>>>>>

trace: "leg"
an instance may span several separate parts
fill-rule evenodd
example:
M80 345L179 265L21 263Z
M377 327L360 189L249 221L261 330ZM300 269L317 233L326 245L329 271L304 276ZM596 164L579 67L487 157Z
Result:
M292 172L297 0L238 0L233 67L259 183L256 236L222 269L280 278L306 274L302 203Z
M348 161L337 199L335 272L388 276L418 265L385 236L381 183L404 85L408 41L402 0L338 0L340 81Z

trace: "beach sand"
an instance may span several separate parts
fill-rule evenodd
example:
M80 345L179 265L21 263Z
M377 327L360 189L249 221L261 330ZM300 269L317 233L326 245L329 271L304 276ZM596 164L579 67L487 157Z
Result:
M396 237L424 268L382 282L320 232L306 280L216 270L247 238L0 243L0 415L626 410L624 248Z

<<<<<

- [PROMPT]:
Retype all of the records above without a single alteration.

- [WRITTEN REPLY]:
trace: "leg"
an instance may span several separate parts
fill-rule evenodd
example:
M80 345L179 265L21 263Z
M377 327L360 189L249 221L261 330ZM300 269L317 233L326 245L329 271L304 276ZM596 164L579 67L487 157Z
Result:
M292 172L297 0L238 0L233 67L259 183L256 236L222 269L280 278L306 274L302 203Z
M348 161L337 199L335 272L388 276L418 265L385 236L381 183L404 85L408 41L402 0L338 0L340 81Z

trace: "beach sand"
an instance may span several separate parts
fill-rule evenodd
example:
M80 345L179 265L21 263Z
M377 327L360 189L249 221L261 330ZM300 269L317 233L326 245L329 271L304 276ZM596 164L579 67L487 157Z
Result:
M396 237L424 268L382 282L320 232L306 280L216 270L247 238L0 243L0 415L626 410L624 248Z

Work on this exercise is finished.